Passage provided:
President Cyril Ramaphosa of South Africa has announced a raft of new restrictions as the country enters a second coronavirus wave, with infections expected to rise further over the festive season.
Alcohol sales will be restricted, curfews will be in place from 11 p.m. to 4 a.m., and gatherings of more than 100 people indoors are banned across the country. In areas with the highest number of case, there will be even tighter restrictions, including the closing of beaches and public parks in some areas, Mr. Ramaphosa said in a televised address on Monday.
Four provinces are driving the surge in cases: Eastern Cape; Gauteng, the economic heart of the country; KwaZulu-Natal; and Western Cape, known for its wine routes and stunning beaches. Before the holiday season, when many gather at the seaside, beaches will be closed in Eastern Cape and along the Garden Route in Western Cape.
“The festive season now poses the greatest threat to the health and well-being of our nation,” Mr. Ramaphosa said in his broadcast.
The president warned that the resurgence threatened to overwhelm the South African health system, noting that, “if we do not act urgently and if we do not act together, the second wave will be more severe than the first wave.”
South Africa, the sub-Saharan region’s most developed economy, has recorded more than 866,000 coronavirus cases, according to a New York Times database. The average number of new daily cases has risen to more than 6,800, from around 3,800 a week ago, according to the database and government statistics. Officials said that another concern was the fact that new infections were highest among young people for the first time since the pandemic began.

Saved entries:
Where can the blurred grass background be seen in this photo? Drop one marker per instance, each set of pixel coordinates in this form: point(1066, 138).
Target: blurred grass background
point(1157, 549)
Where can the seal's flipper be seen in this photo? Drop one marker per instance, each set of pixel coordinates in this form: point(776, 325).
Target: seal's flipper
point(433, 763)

What you will do:
1. Could you reproduce the part of the article on South Africa's second coronavirus wave that begins at the words "President Cyril Ramaphosa" and stops after "address on Monday."?
2. What does the article on South Africa's second coronavirus wave say, summed up in two sentences?

Answers to the problems:
1.
President Cyril Ramaphosa of South Africa has announced a raft of new restrictions as the country enters a second coronavirus wave, with infections expected to rise further over the festive season.
Alcohol sales will be restricted, curfews will be in place from 11 p.m. to 4 a.m., and gatherings of more than 100 people indoors are banned across the country. In areas with the highest number of case, there will be even tighter restrictions, including the closing of beaches and public parks in some areas, Mr. Ramaphosa said in a televised address on Monday.

2. President Cyril Ramaphosa announced new restrictions as South Africa enters a second coronavirus wave, including limits on alcohol sales, an 11 p.m. to 4 a.m. curfew, a ban on indoor gatherings of more than 100 people, and beach closures in some hard-hit areas. He warned that the festive season poses the greatest threat and that the surge could overwhelm the health system, while officials noted that new infections are now highest among young people.